Required work: How many of the lines below contain the string "text"? Reply with the number alone.

Data for this task:

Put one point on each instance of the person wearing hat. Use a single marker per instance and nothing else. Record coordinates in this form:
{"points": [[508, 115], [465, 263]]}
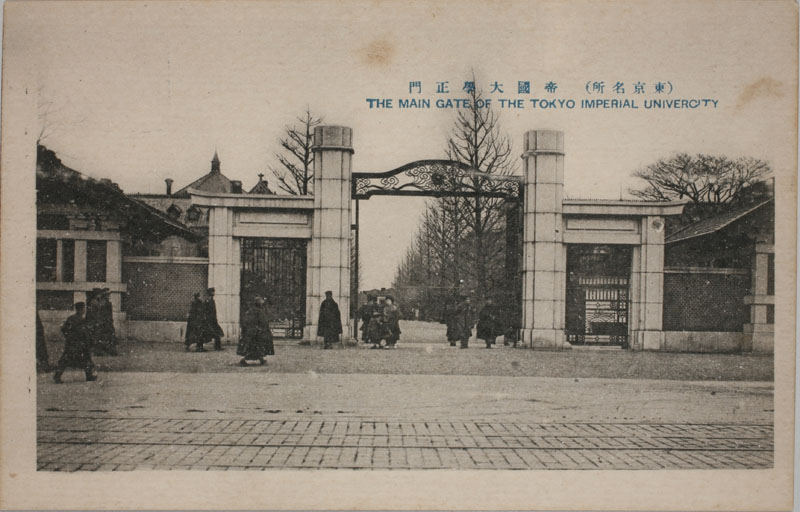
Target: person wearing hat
{"points": [[194, 324], [376, 330], [256, 339], [42, 357], [463, 321], [214, 330], [77, 346], [107, 336], [365, 315], [448, 315], [391, 318], [489, 327], [329, 324], [94, 320]]}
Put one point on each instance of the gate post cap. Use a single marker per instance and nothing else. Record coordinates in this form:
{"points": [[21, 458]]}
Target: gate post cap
{"points": [[544, 141], [333, 137]]}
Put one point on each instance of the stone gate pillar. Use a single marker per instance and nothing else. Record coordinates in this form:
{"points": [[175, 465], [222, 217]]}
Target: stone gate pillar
{"points": [[544, 256], [329, 262], [224, 269], [647, 287]]}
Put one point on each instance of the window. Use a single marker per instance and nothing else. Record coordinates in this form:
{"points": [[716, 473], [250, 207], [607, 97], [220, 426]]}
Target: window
{"points": [[68, 261], [46, 255], [96, 261], [50, 221], [771, 275]]}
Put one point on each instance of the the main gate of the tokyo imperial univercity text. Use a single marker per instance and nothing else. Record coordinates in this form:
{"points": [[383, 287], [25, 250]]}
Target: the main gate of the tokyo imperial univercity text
{"points": [[449, 178], [549, 226]]}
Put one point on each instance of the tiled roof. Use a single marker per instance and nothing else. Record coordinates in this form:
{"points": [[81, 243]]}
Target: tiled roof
{"points": [[714, 223], [261, 188], [214, 181], [53, 178]]}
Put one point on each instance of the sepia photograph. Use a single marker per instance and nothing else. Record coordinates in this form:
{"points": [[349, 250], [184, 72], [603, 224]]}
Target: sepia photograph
{"points": [[372, 255]]}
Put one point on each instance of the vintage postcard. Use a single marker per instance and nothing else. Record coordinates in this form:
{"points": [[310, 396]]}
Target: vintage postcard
{"points": [[398, 255]]}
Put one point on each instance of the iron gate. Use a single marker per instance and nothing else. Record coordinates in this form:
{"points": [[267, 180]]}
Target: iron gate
{"points": [[597, 305], [275, 269]]}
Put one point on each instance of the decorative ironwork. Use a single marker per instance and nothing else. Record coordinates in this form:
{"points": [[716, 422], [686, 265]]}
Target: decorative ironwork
{"points": [[598, 295], [435, 178], [275, 269]]}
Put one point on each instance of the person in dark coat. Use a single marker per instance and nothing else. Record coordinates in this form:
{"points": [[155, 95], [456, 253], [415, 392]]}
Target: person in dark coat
{"points": [[214, 330], [365, 315], [256, 338], [463, 321], [94, 320], [376, 330], [329, 325], [489, 323], [42, 357], [77, 346], [195, 324], [106, 336], [391, 319], [447, 318]]}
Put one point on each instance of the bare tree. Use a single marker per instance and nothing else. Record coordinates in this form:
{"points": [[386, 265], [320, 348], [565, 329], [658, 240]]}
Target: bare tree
{"points": [[296, 171], [702, 179], [477, 140]]}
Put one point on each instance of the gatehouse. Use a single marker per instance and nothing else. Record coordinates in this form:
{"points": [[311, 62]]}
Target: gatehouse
{"points": [[612, 251], [578, 272]]}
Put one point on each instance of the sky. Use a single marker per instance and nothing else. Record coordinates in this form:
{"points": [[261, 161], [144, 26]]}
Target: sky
{"points": [[138, 92]]}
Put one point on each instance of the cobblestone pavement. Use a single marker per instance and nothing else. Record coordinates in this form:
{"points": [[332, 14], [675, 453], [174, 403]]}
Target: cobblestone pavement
{"points": [[90, 443]]}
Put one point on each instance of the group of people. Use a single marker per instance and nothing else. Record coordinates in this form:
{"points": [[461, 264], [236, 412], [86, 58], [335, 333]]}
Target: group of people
{"points": [[89, 330], [380, 324], [255, 342], [461, 319], [202, 325]]}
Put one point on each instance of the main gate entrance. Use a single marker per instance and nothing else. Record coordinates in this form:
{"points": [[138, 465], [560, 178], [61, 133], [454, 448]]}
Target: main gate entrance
{"points": [[597, 301], [450, 178], [275, 269]]}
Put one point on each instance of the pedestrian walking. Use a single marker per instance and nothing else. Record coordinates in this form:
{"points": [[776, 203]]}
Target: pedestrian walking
{"points": [[329, 324], [42, 357], [195, 324], [94, 320], [489, 327], [214, 330], [463, 321], [365, 315], [448, 315], [106, 336], [77, 346], [376, 330], [256, 340], [391, 318]]}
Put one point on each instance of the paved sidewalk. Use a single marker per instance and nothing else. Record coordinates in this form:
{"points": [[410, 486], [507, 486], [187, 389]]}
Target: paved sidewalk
{"points": [[129, 421], [89, 444]]}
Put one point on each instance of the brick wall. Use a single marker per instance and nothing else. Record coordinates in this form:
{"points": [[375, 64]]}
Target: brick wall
{"points": [[161, 289], [713, 300]]}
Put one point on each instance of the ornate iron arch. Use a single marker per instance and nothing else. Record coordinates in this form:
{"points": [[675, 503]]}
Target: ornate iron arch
{"points": [[435, 178]]}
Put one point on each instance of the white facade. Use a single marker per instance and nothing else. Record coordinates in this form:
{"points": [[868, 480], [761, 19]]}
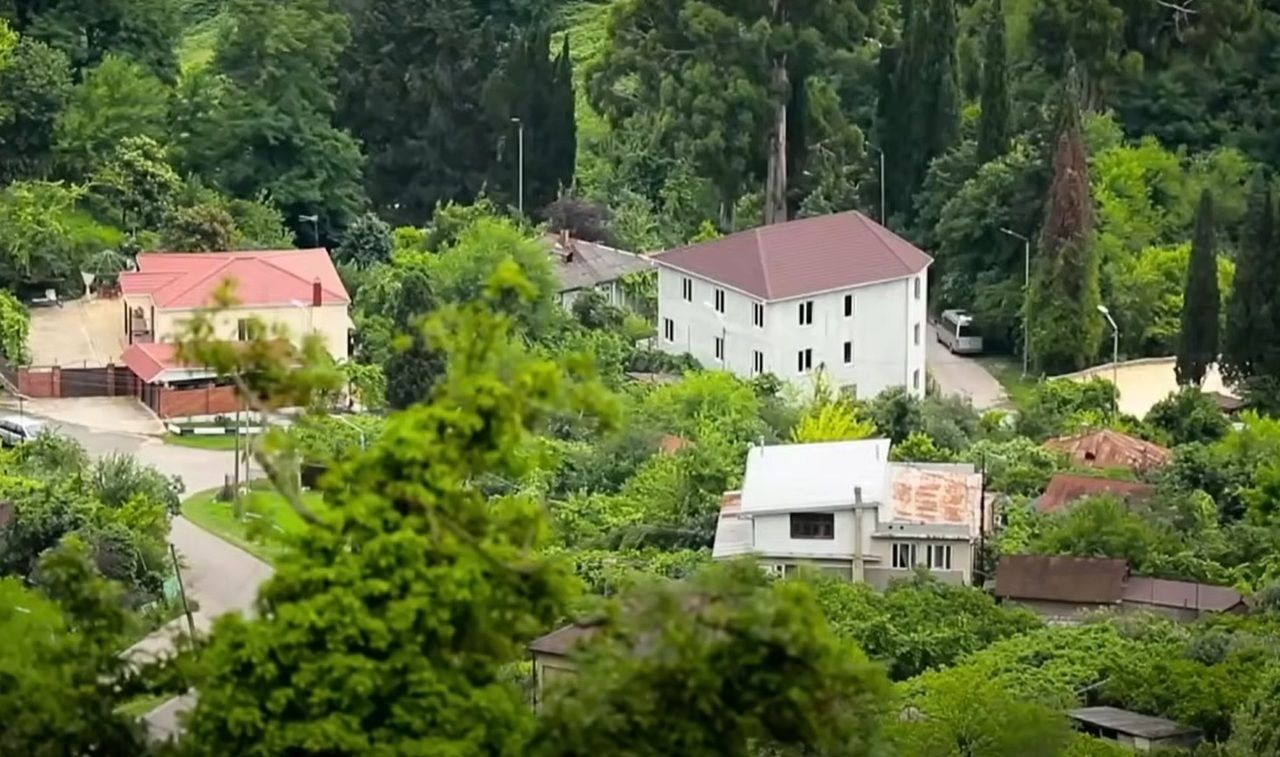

Solution to this task: 2